WHAT YOU WILL DO
Can you reproduce, word for word, the part of the passage on Matthew Murry that opens with the words "The First Maryland Regiment were" and closes with "their Hessian allies."?

TEXT TO READ
+++

Matthew Murry, sometimes spelled Murray, enlisted as a private in Captain Thomas Ewing's Fourth Company, part of the First Maryland Regiment, on January 26, 1776. [1] During this time, the Fourth Company was stationed in Baltimore, training until they departed for New York. [2]

It is possible he was a Matthew Murry, a convict servant, an indentured servant who was an imprisoned convict, and a "tinner by trade."[3] Tinners were colonial craftspeople who made sheet iron in small pieces by heating and beating an iron bar with hammers repeatedly. [4] Considering the fact that Frederick is 46-48 miles from Baltimore and his name is the same as the one who would later enlist in the Maryland Line, Murry could have easily ran away to Baltimore to escape being a servant. [5]

The First Maryland Regiment were the first troops Maryland raised at the beginning of the Revolutionary War. Maryland was more than willing to do its part to recruit the men needed to fill the Continental Army's depleted ranks. [6] A few days after independence was declared, the First Maryland Regiment was ordered to New York so it could join the forces of General George Washington. The regiment arrived there in early August, with the Battle of Brooklyn set between the Continental Army and the British Army, joined by their Hessian allies.

Four days before the Maryland troops departed for New York, Daniel Bowie was promoted to captain of the Fourth Company after Captain Thomas Ewing became a colonel in the Maryland Flying Camp. [7] Murry served with Bowie's company at the Battle of Brooklyn in late August 1776. The company was placed at the front of the lines, but was attacked by advancing British soldiers and was unable to "escape in the best manner we possibly could" by crossing the swampy Gowanus Creek. A sergeant of the company, William McMillan, vividly described what happened:

"...On the evening of the 26 August we left New York and landed on Longe Ilsland and the next day we [was] August 27 battle...My captain was killed, first lieutenant was killed, second lieutenant shot through the hand, two sergeants was killed; one in front of me [and] sometime my bayonet was shot off my gunn two corporals killed all belonged to our Company[.] [Our] Captain['s] name was Daniel Bowie from Annapolis...That afternoon my brother and I [and] 50 or 60 of us was taken...[when] we were surrounded by Healanders [Highlanders] on one side, Hessians on the other and the Hessians broke the butts of our guns over their cannon and robbed us of everything we had...and gave us nothing to eat for five days, and then [only] moldy biscuits…blue, mindey [moldy], full [of] bug[s] and rotten." [8]

Eighty one percent of the men in Bowie's company were either killed or captured, even more than the companies of Edward Veazey, Benjamin Ford, Peter Adams, and Barton Lucas, which also suffered heavy losses. This confirmed the assessment of the British Parliament's Annual Register which described how "almost a whole regiment from Maryland…of young men from the best families in the country was cut to pieces" even as the battle brought the men of the Maryland 400 together. [9]

The Battle of Brooklyn, the first large-scale battle of the war, fits into the larger context of the Revolutionary War. If the Maryland Line had not stood and fought the British, enabling the rest of the Continental Army to escape, then the Continental Army would been decimated, resulting in the end of the Revolutionary War. This heroic stand gave the regiment the nickname of the Old Line and those who made the stand in the battle are remembered as the Maryland 400.

+++

Entries taken from a collection
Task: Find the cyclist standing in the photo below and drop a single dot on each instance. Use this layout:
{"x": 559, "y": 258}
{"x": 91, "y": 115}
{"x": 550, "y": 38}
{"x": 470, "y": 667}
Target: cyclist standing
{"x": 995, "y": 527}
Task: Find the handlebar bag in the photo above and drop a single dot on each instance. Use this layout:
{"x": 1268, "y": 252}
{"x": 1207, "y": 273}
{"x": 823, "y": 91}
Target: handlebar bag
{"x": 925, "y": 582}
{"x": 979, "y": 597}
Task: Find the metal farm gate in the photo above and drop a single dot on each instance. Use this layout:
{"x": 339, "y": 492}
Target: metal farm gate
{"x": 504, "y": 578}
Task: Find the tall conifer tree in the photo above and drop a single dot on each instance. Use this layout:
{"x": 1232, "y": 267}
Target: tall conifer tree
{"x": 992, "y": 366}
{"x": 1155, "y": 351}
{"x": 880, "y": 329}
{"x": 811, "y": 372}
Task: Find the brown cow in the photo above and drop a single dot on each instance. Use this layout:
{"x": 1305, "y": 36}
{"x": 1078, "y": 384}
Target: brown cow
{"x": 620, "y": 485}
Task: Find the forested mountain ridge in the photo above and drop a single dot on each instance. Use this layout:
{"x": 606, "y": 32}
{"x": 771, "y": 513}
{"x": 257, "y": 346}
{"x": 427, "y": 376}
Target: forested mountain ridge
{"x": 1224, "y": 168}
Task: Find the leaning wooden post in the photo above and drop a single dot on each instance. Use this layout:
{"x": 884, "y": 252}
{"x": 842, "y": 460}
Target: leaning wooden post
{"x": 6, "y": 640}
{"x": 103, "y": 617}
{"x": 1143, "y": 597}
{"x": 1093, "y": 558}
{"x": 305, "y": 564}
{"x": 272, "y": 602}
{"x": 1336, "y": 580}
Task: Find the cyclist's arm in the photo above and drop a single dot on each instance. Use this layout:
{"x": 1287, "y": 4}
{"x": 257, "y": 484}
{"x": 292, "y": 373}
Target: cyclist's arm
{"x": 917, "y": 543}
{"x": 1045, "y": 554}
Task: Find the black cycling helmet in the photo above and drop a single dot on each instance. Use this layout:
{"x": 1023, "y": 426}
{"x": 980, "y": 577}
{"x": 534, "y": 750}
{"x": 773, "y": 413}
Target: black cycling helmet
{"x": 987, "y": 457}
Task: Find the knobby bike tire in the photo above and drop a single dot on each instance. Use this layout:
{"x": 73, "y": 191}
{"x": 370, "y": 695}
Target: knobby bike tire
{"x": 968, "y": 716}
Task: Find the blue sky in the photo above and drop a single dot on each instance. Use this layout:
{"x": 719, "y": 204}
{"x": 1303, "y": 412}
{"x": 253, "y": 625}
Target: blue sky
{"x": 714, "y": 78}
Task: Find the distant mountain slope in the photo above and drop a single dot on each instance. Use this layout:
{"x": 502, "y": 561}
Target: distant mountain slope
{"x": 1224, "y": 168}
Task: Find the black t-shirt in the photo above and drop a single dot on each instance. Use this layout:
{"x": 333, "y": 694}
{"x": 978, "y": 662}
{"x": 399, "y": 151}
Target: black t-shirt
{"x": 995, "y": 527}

+++

FINISHED ANSWER
The First Maryland Regiment were the first troops Maryland raised at the beginning of the Revolutionary War. Maryland was more than willing to do its part to recruit the men needed to fill the Continental Army's depleted ranks. [6] A few days after independence was declared, the First Maryland Regiment was ordered to New York so it could join the forces of General George Washington. The regiment arrived there in early August, with the Battle of Brooklyn set between the Continental Army and the British Army, joined by their Hessian allies.